Judge John Paul Davey will decide whether to honor the town's request that the suit be summarily dismissed. Riverdale Park's lawyer, Kevin Karpinsky, argued the town cannot be sued for violating the state's speed camera statute, under the precedent set by Maryland's highest court in August (view ruling). The town's court filing did not deny that the citation signatures were forged. Instead, it denied any member of the public could challenge a citation for such a violation of state law.

"Because there is no such duty creating an express or implied private cause of action for plaintiffs' claim against defendant, under Section 21-809 or otherwise, plaintiffs' tort claims must be dismissed," Karpinsky wrote. "In the absence of a statutory directive, the Maryland courts have uniformly held that it is not appropriate to expand a statute to include remedies that were not specified."

The town also argued that the plaintiffs, who live in College Park and Lanham could not file a "taxpayer lawsuit" because they were "neither a taxpayer nor a landowner" in Riverdale Park. The town insisted the lawsuit had to first be filed in district, not circuit, court.

Leahy countered that the Court of Appeals speed camera ruling specifically stated violations of the state camera statute could be treated separately from consideration of individual tickets.

"That petitioners did not litigate their Section 21-809(j) claim in the district court is not fatal at the threshold, in and of itself, to the present claim," the high court ruled.

Moreover, Leahy pointed out that Corporal Alford only came forward in August, so the ticket recipients were not aware of Riverdale Park's unlawful conduct in time to file a timely challenge in district court. Unlike Riverdale Park, the town of Brentwood refunded fines it illegally issued between June 24, 2010 and July 13, 2010 after learning citations were signed by someone who was not a police officer. Leahy also seeks to have the for-profit vendor in charge of the program held liable.

"Optotraffic's failure to reject citations it knew contain a forged signature of a police officer means they are a direct participant in the fraud committed on the plaintiffs as well as a conspirator," Leahy wrote.

---*---

§ **DIRECTIVE**
Copy out the passage from the speed camera article starting with "Judge John Paul" and going on through "of state law.". The entries after this are unrelated to the work.

§ **DATASET EXTRACT**
---*---

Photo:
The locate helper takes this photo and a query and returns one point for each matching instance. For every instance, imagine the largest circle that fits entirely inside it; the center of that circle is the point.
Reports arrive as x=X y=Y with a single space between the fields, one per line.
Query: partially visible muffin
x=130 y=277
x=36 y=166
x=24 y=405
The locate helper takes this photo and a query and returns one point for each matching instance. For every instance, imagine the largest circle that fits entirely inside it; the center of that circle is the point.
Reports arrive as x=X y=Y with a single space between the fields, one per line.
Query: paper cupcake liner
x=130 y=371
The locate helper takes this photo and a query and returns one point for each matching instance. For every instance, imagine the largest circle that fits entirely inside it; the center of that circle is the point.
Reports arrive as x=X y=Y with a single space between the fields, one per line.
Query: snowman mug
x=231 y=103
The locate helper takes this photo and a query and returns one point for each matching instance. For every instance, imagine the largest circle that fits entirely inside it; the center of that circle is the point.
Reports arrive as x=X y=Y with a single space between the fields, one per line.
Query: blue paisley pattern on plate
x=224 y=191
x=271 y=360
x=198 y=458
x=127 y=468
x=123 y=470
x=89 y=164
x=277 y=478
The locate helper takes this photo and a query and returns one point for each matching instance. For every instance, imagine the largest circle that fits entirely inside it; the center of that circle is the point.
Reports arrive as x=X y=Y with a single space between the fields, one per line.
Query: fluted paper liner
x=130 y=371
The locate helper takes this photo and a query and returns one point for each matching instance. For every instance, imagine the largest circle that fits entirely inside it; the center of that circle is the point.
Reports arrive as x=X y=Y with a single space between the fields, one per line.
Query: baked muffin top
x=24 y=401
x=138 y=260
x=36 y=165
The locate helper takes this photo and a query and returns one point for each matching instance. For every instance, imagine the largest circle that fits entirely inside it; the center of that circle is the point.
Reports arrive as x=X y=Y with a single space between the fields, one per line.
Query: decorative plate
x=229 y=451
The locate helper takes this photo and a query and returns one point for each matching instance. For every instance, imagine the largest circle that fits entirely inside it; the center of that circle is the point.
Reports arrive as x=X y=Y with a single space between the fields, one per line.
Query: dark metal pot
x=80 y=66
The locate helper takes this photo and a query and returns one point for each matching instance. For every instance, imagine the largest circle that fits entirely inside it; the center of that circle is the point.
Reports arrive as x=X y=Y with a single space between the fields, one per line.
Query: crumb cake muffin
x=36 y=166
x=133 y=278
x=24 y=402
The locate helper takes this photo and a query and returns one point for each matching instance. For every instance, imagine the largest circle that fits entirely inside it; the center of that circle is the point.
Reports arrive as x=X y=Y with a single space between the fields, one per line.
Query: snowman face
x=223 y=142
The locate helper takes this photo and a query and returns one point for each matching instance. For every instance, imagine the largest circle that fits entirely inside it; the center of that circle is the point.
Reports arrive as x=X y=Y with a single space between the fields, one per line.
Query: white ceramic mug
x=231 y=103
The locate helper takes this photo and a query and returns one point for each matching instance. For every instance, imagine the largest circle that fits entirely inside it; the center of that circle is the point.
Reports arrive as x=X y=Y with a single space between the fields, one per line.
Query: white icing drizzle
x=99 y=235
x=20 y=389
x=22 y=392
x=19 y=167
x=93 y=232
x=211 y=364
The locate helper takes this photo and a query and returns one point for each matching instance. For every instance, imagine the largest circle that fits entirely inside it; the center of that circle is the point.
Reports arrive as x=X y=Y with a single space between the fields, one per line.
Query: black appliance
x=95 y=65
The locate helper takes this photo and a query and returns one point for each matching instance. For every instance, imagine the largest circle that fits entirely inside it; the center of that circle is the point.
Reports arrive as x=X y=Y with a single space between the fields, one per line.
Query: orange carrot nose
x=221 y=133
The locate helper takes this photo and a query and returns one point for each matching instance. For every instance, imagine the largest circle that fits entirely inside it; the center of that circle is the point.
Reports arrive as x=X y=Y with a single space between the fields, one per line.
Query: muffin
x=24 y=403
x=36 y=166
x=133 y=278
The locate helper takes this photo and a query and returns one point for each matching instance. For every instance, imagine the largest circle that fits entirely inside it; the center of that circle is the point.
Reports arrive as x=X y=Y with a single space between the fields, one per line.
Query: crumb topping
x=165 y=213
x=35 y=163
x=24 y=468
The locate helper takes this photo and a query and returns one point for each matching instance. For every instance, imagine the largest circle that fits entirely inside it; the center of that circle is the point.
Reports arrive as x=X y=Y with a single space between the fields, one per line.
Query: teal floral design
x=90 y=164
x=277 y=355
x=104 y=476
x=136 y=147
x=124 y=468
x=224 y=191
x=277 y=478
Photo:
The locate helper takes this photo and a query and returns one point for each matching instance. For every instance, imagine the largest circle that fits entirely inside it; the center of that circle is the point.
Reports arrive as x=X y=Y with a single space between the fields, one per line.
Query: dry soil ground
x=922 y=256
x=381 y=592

---*---

§ **WRITTEN SOLUTION**
Judge John Paul Davey will decide whether to honor the town's request that the suit be summarily dismissed. Riverdale Park's lawyer, Kevin Karpinsky, argued the town cannot be sued for violating the state's speed camera statute, under the precedent set by Maryland's highest court in August (view ruling). The town's court filing did not deny that the citation signatures were forged. Instead, it denied any member of the public could challenge a citation for such a violation of state law.